------ DATA

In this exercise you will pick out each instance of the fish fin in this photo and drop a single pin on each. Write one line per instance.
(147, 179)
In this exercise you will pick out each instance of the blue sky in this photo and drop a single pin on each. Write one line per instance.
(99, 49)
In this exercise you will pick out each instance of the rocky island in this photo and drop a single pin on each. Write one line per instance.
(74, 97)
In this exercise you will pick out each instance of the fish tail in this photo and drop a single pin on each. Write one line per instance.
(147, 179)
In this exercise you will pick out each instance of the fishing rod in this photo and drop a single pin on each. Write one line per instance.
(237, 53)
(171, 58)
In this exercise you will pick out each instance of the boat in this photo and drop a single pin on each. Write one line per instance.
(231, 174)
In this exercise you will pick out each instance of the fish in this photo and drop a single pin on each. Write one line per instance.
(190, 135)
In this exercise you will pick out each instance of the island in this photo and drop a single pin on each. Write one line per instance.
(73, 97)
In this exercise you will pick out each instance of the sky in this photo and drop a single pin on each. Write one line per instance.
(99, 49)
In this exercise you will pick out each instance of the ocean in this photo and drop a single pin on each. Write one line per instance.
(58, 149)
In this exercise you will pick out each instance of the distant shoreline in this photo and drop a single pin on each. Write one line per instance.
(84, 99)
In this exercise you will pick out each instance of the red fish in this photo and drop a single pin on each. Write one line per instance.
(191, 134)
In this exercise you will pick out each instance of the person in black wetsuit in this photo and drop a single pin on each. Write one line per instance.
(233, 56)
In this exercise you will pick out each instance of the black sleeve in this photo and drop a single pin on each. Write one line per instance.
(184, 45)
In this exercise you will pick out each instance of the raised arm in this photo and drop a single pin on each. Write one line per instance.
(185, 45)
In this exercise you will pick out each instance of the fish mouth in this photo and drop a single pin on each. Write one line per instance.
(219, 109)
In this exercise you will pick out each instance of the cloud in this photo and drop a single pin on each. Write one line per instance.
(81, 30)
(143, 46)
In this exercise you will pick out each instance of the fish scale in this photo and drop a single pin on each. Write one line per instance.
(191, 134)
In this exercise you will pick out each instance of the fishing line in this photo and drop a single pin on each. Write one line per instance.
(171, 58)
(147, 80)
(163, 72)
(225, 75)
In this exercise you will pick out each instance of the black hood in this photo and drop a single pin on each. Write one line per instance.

------------

▶ **WORK TO COMPLETE**
Lay out every line of the listing above as a numbered list, leaving out any blank lines.

▶ **WRITTEN ANSWER**
1. In this exercise you will pick out each instance of the fish fin in this photo and drop a single pin on each. Write one line per instance.
2. (147, 179)
3. In this exercise you will pick out each instance of the blue sky in this photo and drop a single pin on each. Write one line per instance.
4. (99, 49)
5. In this exercise you will pick out each instance of the rocky island in this photo and drop a single pin on each. Write one line per instance.
6. (74, 97)
7. In this exercise you will pick out each instance of the fish tail in this photo and drop a single pin on each. Write one line per instance.
8. (147, 179)
9. In this exercise you will pick out each instance of the fishing rod in this photo and drop a single pin on each. Write one line per instance.
10. (237, 53)
11. (171, 58)
12. In this exercise you will pick out each instance of the boat in this photo and drop a single pin on each. Write one line per instance.
13. (231, 174)
14. In this exercise you will pick out each instance of the fish in this photo and drop a single pin on each. Write one line per instance.
15. (190, 135)
16. In this exercise you will pick out each instance of the island in this photo and drop a single pin on each. Write one line per instance.
17. (73, 97)
18. In this exercise you will pick out each instance of the sky in this photo and drop a single pin on each. Write one line per instance.
19. (99, 49)
20. In this exercise you will pick out each instance of the ocean in this photo and drop a single pin on each. Write one line per instance.
21. (58, 149)
22. In this exercise you will pick out each instance of the distant shoreline in this photo and drop a single pin on each. Write one line per instance.
23. (84, 99)
24. In this exercise you will pick out each instance of the red fish in this photo and drop a single pin on each. Write one line per instance.
25. (191, 134)
26. In this exercise you will pick out each instance of the person in black wetsuit in this photo and drop a single pin on each. Write one line per instance.
27. (233, 56)
28. In this exercise you will pick out each instance of the black sleeve in this photo and drop a single pin on each. Write one line per instance.
29. (184, 45)
30. In this exercise you will pick out each instance of the raised arm in this photo and drop a single pin on each. Write one line per instance.
31. (185, 45)
32. In this exercise you will pick out each instance of the fish mouth in this photo and drop a single pin on each. Write one line per instance.
33. (219, 109)
34. In this exercise you will pick out each instance of the cloud in this photo and drop a single pin on each. Write one line per instance.
35. (81, 30)
36. (143, 46)
37. In this exercise you will pick out each instance of the fish scale in this photo and drop a single pin on each. Write one line per instance.
38. (191, 134)
39. In this exercise you will pick out each instance of the fishing line in this photo and drop a single pin on each. Write one line per instance.
40. (171, 58)
41. (147, 80)
42. (163, 72)
43. (225, 75)
44. In this exercise you will pick out each instance of the black hood in this photo and drop a single pin on each. Write one line per instance.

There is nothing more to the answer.